La materia è a dir poco complessa eppure così attuale e stringente da auspicare che il dibattito appena appena abbozzato nell’ultima edizione di digit a Prato il 3 ottobre durante un panel che si intitolava proprio “giornalista imprenditore: unica via eppure impossibile da percorrere” sia solo il primo, timido, ma nitido segnale di un rinnovato interesse di tutti: istituzioni, editori, giornalisti, società civile verso il ruolo del giornalista e della professione giornalistica e dell’apertura di un vero, importante dibattito sociale per tornare a comprendere l’importanza della stampa. La crisi in atto, soprattutto e principalmente, nel nostro Paese, nel giornalismo e in particolare nella professione giornalistica ci deve indurre a rimettere in discussione tutto il sistema e a pensare al più presto a come riformulare dentro e con la “rivoluzione digitale” in corso, gli assetti professionali e nei ruoli della stampa.

Può un giornalista essere anche imprenditore?

Può essere editore di se stesso?

Nessuno nega la possibilità di svolgere la libera professione, esistono da sempre giornalisti free lance indipendenti, ma fare un giornale non è il frutto di un lavoro collettivo?

* DATI RIPORTATI
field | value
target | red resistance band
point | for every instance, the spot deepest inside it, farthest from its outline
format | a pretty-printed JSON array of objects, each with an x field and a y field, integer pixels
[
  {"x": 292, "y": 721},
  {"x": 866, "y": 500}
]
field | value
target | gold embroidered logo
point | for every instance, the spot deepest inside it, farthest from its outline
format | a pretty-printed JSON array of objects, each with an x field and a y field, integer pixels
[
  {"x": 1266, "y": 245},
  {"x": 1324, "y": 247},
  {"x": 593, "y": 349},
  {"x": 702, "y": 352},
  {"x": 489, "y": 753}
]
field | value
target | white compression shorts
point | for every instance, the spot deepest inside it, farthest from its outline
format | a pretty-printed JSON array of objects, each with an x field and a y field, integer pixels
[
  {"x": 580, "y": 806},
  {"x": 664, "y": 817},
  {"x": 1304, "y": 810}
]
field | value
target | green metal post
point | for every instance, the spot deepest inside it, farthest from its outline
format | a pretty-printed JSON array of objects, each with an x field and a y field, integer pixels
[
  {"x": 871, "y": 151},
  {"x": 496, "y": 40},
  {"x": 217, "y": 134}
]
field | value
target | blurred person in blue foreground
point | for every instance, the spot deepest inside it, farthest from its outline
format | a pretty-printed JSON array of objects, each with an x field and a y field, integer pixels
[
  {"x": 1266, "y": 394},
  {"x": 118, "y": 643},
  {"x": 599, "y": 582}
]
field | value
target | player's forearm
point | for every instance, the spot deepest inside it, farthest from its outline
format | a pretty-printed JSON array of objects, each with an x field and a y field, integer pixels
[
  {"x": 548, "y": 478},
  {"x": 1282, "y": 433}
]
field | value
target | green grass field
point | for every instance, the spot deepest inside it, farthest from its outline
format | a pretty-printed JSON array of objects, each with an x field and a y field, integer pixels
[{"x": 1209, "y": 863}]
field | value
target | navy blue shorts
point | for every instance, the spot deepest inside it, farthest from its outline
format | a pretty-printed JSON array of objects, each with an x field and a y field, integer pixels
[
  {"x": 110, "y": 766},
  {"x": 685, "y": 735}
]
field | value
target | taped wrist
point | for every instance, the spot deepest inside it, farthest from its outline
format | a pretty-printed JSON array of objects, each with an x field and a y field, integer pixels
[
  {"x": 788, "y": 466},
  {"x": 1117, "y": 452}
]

* CONSEGNA
Riscrivi per intero il brano sul giornalista imprenditore, senza cambiare nulla.

* SOLUZIONE
La materia è a dir poco complessa eppure così attuale e stringente da auspicare che il dibattito appena appena abbozzato nell’ultima edizione di digit a Prato il 3 ottobre durante un panel che si intitolava proprio “giornalista imprenditore: unica via eppure impossibile da percorrere” sia solo il primo, timido, ma nitido segnale di un rinnovato interesse di tutti: istituzioni, editori, giornalisti, società civile verso il ruolo del giornalista e della professione giornalistica e dell’apertura di un vero, importante dibattito sociale per tornare a comprendere l’importanza della stampa. La crisi in atto, soprattutto e principalmente, nel nostro Paese, nel giornalismo e in particolare nella professione giornalistica ci deve indurre a rimettere in discussione tutto il sistema e a pensare al più presto a come riformulare dentro e con la “rivoluzione digitale” in corso, gli assetti professionali e nei ruoli della stampa.

Può un giornalista essere anche imprenditore?

Può essere editore di se stesso?

Nessuno nega la possibilità di svolgere la libera professione, esistono da sempre giornalisti free lance indipendenti, ma fare un giornale non è il frutto di un lavoro collettivo?